WORK INSTRUCTIONS: Show each row below that contains the word "fence", copying every such row in full. Case matters when matching.
··· RECORD EXCERPTS
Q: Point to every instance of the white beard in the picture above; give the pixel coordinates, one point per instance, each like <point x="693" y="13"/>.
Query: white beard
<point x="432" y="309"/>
······
··· RECORD EXCERPTS
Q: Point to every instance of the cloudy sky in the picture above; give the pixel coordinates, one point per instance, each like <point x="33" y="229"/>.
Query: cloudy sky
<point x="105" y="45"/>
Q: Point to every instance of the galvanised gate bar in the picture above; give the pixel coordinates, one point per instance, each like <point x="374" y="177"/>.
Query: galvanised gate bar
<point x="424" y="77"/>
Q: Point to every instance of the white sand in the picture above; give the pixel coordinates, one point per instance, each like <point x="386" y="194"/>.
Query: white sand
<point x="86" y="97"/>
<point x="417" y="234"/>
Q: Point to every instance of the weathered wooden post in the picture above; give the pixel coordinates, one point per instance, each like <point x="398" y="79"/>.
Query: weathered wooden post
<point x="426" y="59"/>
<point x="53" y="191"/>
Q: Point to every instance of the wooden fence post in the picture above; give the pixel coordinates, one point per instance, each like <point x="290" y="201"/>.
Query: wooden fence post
······
··· RECORD EXCERPTS
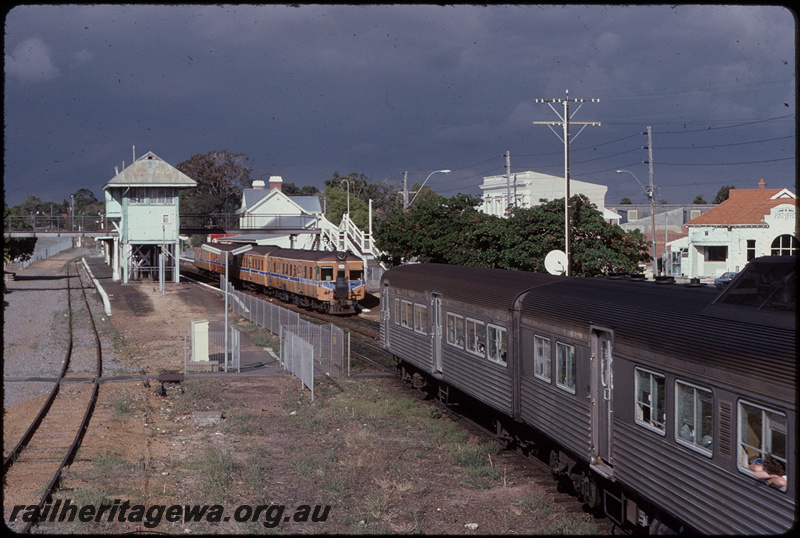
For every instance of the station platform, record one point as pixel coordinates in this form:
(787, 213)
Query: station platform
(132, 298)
······
FULL SOLUTION:
Q: Point to every instance of the wooden fence post in the picture above; give the pixel coordinates, one point per instance, each like <point x="290" y="201"/>.
Query: wooden fence post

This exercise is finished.